== DOCUMENT EXCERPT

Vertically aligned ReS2 on MOF deorived CoS2–C hybrid as core-shell catalyst for promoting overall water splitting

Abstract

The rational design of a core-shell structured electrocatalyst is important to improve the efficiency of electrocatalytic hydrogen production through water splitting. Herein, the catalyst is composed of rhenium disulfides (ReS2) vertically grown on cobalt sulfides/carbon hybrid by hydrothermal and activation treatment (CoS2–C@ReS2/CFP). The core-shell structure is constructed by sulfurizing the cobalt-based metal-organic framework, preventing the restacking of the ReS2 nanosheet, exposing more active sites, and facilitate electrolyte ion diffusion. Moreover, the CoS2–C@ReS2/CFP catalyst shows exceptional performance during the hydrogen evolution reaction (HER) and oxygen evolution reaction (OER) process in an alkaline electrolyte. At ·10 mA cm−2, the overpotentials of the CoS2–C@ReS2/CFP catalyst are 85 and 257 mV during the HER and OER processes with the small Tafel slope, low charge transfer resistance and exceptional catalytic stability. The combination of the CoS2 core and ReS2 shell is designed to adjust the adsorption energy of water molecules, promoting water dissociation, and enhancing the catalytic activity of CoS2–C@ReS2/CFP catalyst. This work provides an efficient strategy for developing the core-shell structured catalysts, potentially advancing the practical application into water splitting for hydrogen production.

====
== SOURCE MATERIAL

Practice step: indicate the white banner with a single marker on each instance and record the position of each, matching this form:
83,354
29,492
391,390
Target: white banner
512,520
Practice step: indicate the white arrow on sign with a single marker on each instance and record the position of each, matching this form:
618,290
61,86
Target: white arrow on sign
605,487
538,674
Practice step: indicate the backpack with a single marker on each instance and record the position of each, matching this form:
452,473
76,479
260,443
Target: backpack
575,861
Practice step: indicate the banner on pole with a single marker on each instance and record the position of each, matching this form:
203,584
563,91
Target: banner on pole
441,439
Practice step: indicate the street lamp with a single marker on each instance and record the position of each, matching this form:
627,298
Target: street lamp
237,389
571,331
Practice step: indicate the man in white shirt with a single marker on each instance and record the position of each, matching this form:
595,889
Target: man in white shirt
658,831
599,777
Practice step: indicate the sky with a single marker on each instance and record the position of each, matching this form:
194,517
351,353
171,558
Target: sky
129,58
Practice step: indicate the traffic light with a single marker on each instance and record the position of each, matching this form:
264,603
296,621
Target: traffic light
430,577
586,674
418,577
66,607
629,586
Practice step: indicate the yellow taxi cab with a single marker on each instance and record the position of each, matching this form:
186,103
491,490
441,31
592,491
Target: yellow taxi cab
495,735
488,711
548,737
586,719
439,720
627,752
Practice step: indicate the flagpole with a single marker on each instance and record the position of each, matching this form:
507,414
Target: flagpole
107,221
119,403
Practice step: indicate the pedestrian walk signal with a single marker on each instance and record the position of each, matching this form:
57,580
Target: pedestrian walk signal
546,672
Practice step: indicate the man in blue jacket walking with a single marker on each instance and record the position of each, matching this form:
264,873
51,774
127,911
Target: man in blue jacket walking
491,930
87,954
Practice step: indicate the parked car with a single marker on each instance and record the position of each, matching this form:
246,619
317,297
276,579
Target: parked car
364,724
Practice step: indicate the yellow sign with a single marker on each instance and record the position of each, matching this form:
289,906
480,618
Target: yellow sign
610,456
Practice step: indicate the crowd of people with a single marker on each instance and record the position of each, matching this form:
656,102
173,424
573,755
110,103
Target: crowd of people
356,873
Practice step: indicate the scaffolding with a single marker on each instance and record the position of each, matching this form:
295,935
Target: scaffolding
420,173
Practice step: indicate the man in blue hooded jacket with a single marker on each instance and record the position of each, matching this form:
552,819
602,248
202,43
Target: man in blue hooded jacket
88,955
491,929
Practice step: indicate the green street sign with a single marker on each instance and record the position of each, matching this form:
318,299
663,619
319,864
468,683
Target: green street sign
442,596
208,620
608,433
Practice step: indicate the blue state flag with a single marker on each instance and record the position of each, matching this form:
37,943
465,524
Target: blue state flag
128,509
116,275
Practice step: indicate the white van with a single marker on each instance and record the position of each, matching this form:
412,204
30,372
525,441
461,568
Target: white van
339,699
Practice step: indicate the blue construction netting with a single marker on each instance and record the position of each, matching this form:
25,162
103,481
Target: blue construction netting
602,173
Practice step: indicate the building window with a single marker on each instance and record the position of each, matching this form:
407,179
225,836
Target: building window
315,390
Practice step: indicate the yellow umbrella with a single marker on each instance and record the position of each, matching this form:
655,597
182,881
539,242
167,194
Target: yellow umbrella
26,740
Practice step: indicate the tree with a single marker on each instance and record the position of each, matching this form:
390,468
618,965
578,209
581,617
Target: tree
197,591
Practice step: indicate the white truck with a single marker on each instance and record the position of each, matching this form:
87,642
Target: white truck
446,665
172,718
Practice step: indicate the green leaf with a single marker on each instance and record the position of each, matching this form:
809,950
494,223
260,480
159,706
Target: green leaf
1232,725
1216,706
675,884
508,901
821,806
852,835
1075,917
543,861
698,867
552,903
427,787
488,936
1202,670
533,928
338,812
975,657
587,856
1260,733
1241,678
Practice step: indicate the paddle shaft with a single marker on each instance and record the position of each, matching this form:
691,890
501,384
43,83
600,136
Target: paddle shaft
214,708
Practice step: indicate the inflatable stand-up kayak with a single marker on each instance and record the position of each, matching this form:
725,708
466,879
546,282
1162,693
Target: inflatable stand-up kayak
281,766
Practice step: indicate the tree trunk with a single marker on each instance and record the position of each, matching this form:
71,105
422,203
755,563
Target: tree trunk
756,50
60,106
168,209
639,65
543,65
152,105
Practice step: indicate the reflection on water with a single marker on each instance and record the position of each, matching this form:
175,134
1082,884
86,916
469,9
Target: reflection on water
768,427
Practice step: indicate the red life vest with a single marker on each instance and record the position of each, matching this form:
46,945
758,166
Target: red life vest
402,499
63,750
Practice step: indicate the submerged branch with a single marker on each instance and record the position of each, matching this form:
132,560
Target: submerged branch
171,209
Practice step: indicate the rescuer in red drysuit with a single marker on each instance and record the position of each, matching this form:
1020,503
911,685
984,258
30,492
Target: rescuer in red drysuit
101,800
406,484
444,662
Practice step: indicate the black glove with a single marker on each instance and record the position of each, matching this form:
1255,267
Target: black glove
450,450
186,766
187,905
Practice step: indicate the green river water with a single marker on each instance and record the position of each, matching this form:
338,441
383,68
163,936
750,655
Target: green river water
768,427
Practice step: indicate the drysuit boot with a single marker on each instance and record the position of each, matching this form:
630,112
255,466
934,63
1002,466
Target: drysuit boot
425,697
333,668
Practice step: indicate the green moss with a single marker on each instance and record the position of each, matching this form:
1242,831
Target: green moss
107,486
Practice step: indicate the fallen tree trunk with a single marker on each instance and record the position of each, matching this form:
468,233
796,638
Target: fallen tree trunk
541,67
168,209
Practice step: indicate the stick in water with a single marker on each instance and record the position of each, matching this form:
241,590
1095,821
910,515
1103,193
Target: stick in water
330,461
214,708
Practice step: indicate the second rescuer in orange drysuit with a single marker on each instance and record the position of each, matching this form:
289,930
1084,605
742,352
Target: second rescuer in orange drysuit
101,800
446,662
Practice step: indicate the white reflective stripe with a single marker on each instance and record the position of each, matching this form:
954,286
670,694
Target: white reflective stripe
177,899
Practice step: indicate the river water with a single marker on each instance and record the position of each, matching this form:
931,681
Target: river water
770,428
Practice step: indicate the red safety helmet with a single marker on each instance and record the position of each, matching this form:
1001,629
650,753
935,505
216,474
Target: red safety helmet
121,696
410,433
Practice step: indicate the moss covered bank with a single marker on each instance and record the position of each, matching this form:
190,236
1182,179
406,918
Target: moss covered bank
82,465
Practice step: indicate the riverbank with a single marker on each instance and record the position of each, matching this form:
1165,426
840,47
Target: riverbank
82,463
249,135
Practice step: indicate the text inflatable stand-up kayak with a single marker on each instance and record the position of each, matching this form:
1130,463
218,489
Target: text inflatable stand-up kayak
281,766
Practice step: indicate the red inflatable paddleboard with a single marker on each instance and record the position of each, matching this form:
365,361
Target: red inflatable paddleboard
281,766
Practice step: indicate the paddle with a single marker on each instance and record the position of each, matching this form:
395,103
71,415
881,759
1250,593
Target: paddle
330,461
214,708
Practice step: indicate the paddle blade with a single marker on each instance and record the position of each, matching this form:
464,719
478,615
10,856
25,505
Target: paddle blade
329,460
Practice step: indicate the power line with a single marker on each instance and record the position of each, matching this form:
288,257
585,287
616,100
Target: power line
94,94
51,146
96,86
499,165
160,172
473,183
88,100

====

* SET OF TASKS:
a - Reproduce the catalyst abstract word for word, from its title through its last sentence.
b - From the records, pull out each line that contains the string "vest" and list those lines unchanged.
The records bear no relation to the catalyst abstract.

* THE RESPONSES:
a -
Vertically aligned ReS2 on MOF deorived CoS2–C hybrid as core-shell catalyst for promoting overall water splitting

Abstract

The rational design of a core-shell structured electrocatalyst is important to improve the efficiency of electrocatalytic hydrogen production through water splitting. Herein, the catalyst is composed of rhenium disulfides (ReS2) vertically grown on cobalt sulfides/carbon hybrid by hydrothermal and activation treatment (CoS2–C@ReS2/CFP). The core-shell structure is constructed by sulfurizing the cobalt-based metal-organic framework, preventing the restacking of the ReS2 nanosheet, exposing more active sites, and facilitate electrolyte ion diffusion. Moreover, the CoS2–C@ReS2/CFP catalyst shows exceptional performance during the hydrogen evolution reaction (HER) and oxygen evolution reaction (OER) process in an alkaline electrolyte. At ·10 mA cm−2, the overpotentials of the CoS2–C@ReS2/CFP catalyst are 85 and 257 mV during the HER and OER processes with the small Tafel slope, low charge transfer resistance and exceptional catalytic stability. The combination of the CoS2 core and ReS2 shell is designed to adjust the adsorption energy of water molecules, promoting water dissociation, and enhancing the catalytic activity of CoS2–C@ReS2/CFP catalyst. This work provides an efficient strategy for developing the core-shell structured catalysts, potentially advancing the practical application into water splitting for hydrogen production.

b -
Practice step: indicate the red life vest with a single marker on each instance and record the position of each, matching this form:
Target: red life vest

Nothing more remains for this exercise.